Region outline records:
** begin **
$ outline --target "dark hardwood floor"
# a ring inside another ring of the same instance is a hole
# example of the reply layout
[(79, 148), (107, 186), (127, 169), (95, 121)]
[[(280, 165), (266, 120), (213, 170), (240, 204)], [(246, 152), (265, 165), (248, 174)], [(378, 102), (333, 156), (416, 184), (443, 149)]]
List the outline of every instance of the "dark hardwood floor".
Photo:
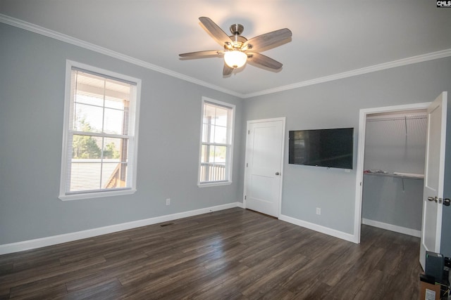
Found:
[(416, 299), (419, 239), (235, 208), (0, 256), (0, 299)]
** end **
- STATED PROBLEM
Please reproduce the records above line for line, leaving out the pictures.

- SOLUTION TO THIS EXERCISE
$ outline --target "dark hardwood floor"
# a ring inside another ring of the same instance is a hole
# example of the reply layout
[(79, 148), (107, 186), (127, 169), (95, 121)]
[[(280, 165), (266, 120), (213, 170), (240, 204)], [(246, 152), (265, 165), (248, 174)], [(378, 102), (333, 156), (416, 184), (443, 149)]]
List the outline of every instance of the "dark hardwood floor".
Photo:
Found:
[(416, 299), (419, 239), (235, 208), (0, 256), (0, 299)]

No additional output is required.